— Start of Supplied data —

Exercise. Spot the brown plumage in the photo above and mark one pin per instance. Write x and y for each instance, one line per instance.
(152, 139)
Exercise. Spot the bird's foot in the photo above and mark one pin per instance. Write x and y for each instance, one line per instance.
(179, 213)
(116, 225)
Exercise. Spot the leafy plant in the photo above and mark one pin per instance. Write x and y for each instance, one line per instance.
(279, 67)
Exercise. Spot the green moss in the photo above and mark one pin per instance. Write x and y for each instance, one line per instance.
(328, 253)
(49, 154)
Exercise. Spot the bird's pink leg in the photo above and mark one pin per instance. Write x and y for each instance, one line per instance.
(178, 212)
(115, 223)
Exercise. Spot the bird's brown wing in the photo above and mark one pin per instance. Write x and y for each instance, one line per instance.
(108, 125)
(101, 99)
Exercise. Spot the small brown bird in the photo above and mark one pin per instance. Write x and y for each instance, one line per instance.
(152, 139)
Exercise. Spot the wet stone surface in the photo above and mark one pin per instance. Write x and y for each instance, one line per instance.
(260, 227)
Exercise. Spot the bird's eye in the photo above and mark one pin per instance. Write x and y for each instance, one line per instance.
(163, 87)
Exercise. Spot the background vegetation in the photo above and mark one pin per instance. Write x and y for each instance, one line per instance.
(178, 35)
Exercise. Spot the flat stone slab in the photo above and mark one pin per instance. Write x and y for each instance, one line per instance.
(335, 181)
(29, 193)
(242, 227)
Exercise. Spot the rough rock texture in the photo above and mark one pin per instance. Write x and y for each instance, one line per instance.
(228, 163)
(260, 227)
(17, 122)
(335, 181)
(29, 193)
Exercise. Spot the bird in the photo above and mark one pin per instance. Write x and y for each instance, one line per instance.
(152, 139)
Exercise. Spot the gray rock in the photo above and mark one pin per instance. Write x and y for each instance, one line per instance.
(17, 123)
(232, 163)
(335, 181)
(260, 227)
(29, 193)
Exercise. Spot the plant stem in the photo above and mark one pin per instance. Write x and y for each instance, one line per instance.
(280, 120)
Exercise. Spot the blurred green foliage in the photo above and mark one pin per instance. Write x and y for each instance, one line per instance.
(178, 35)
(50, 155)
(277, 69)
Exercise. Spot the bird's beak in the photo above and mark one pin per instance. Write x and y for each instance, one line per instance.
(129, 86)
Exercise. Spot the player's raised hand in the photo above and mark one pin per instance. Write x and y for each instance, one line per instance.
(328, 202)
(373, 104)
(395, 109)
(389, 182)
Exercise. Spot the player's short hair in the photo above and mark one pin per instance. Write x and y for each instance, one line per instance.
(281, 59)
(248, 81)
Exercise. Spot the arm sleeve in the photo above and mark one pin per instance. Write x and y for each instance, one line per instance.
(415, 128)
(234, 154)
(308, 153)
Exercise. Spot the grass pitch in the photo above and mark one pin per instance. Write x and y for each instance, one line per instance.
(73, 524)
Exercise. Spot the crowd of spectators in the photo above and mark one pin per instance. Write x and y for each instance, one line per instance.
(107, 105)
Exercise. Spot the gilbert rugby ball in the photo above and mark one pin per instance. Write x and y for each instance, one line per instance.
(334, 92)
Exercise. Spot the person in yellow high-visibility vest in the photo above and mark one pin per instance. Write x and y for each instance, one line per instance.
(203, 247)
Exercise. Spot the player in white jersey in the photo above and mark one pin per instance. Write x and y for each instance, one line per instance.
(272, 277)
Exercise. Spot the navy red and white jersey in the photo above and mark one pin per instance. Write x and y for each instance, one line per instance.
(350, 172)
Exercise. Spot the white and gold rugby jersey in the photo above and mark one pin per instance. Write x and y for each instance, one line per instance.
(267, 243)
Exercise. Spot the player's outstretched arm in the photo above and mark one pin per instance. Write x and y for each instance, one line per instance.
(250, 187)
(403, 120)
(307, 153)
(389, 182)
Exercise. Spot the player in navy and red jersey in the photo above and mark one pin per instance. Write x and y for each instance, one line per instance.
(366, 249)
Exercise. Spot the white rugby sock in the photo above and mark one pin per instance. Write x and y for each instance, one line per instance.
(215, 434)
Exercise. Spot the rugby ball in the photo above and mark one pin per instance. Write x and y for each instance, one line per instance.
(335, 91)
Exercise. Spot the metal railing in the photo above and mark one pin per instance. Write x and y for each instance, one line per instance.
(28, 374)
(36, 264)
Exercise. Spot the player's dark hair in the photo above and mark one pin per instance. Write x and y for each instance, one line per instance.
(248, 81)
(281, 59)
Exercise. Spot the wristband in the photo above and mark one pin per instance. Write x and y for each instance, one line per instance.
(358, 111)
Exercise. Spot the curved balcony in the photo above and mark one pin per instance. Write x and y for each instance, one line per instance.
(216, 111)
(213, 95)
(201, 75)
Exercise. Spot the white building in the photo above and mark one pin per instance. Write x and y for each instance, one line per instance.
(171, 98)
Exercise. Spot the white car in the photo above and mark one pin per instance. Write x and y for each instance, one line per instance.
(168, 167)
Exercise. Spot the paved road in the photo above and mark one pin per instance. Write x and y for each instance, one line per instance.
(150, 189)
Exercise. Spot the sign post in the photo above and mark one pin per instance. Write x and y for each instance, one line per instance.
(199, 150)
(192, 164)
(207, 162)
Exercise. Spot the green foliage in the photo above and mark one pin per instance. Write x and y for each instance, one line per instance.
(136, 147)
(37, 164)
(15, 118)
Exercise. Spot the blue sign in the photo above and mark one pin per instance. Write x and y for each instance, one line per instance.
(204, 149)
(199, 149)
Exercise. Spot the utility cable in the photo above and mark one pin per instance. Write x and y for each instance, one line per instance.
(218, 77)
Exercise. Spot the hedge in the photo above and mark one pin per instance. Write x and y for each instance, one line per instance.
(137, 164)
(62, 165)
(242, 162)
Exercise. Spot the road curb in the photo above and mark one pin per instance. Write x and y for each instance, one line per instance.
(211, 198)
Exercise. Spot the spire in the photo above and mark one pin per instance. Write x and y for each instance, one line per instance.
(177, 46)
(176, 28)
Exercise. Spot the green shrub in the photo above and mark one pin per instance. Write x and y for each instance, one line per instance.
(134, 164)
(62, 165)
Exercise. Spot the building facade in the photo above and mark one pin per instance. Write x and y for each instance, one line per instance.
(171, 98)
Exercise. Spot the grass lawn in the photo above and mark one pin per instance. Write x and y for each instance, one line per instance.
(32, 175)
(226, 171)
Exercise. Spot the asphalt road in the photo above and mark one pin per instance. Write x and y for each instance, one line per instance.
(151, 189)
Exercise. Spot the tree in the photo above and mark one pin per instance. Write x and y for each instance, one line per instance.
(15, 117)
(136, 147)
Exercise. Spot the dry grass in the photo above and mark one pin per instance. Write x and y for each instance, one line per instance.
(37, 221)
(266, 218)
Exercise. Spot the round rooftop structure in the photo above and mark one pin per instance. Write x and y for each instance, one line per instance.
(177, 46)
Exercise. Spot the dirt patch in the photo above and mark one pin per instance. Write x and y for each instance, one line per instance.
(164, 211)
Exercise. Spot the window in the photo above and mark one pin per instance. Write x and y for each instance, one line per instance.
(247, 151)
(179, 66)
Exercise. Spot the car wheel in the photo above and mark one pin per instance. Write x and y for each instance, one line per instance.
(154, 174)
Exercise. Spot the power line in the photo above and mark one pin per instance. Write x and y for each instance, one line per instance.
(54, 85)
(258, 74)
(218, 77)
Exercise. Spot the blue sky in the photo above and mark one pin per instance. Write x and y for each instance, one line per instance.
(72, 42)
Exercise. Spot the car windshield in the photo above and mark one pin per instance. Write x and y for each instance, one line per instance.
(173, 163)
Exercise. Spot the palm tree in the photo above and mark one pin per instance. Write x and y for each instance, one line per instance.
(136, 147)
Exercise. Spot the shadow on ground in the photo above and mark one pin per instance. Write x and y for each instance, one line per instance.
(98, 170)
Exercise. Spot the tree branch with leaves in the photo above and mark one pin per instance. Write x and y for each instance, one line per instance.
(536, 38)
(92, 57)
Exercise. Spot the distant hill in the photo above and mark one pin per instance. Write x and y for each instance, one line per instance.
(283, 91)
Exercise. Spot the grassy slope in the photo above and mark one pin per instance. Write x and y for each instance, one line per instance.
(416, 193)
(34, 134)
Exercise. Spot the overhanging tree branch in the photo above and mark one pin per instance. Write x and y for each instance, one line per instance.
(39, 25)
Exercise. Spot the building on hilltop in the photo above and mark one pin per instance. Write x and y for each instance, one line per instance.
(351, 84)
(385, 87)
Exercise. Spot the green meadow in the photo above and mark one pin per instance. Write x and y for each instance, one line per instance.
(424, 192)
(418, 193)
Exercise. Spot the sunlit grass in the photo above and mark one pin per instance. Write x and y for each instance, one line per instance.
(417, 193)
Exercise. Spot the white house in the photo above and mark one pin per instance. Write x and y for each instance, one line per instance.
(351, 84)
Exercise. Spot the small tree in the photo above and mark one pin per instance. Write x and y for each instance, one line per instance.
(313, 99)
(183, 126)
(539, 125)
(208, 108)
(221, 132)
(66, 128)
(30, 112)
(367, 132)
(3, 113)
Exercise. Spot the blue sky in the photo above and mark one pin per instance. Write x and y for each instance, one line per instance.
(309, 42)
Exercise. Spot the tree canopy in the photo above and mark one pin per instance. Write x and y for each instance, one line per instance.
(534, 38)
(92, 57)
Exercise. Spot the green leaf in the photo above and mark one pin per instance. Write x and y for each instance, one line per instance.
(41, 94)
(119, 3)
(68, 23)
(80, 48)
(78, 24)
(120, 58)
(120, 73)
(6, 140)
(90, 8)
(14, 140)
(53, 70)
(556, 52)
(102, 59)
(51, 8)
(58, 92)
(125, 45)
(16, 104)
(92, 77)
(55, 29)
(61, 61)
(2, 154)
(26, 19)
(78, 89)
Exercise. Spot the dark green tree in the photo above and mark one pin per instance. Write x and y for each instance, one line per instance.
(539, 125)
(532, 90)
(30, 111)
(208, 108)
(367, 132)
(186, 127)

— End of Supplied data —

Reproduce the listing above exactly from the line containing "Exercise. Spot the green meadow" through its last line, with both of those lines included.

Exercise. Spot the green meadow in the photo above and mark one pin per instance. Write x and y for each instance, one line per instance.
(424, 192)
(418, 193)
Exercise. Spot the sunlit grass in the photo above and mark one pin per instance. Write x and y for each instance, one line per instance.
(417, 193)
Exercise. Spot the white house in the photo above and mark one pin per instance. Write x and y for each instance, one line per instance.
(351, 84)
Exercise. Spot the small tree in the photo above and mark one pin per instance. Write x and y for each instance, one line per instance.
(313, 99)
(183, 126)
(539, 125)
(208, 108)
(221, 132)
(66, 128)
(30, 112)
(367, 132)
(3, 113)
Exercise. Spot the blue sky in the photo above and mark one pin per instance. Write x and y for each instance, one line per instance.
(309, 42)
Exercise. Spot the tree canopy in the photo above and mark one pin per instance. Write x and y for each instance, one line per instance.
(534, 38)
(92, 57)
Exercise. Spot the green leaf in the photo above and mark one pin per instance. Write x and y for each instance, one line per instance.
(41, 94)
(119, 3)
(68, 23)
(80, 48)
(78, 24)
(120, 58)
(120, 73)
(6, 140)
(90, 8)
(14, 140)
(53, 70)
(556, 52)
(102, 59)
(51, 8)
(58, 92)
(125, 45)
(16, 104)
(92, 77)
(55, 29)
(61, 61)
(2, 154)
(26, 19)
(78, 89)
Exercise. Spot the dark green tree in the photo above and mark one pin per instance. Write x and y for each instance, one line per instance.
(539, 125)
(532, 90)
(30, 111)
(208, 108)
(367, 132)
(186, 127)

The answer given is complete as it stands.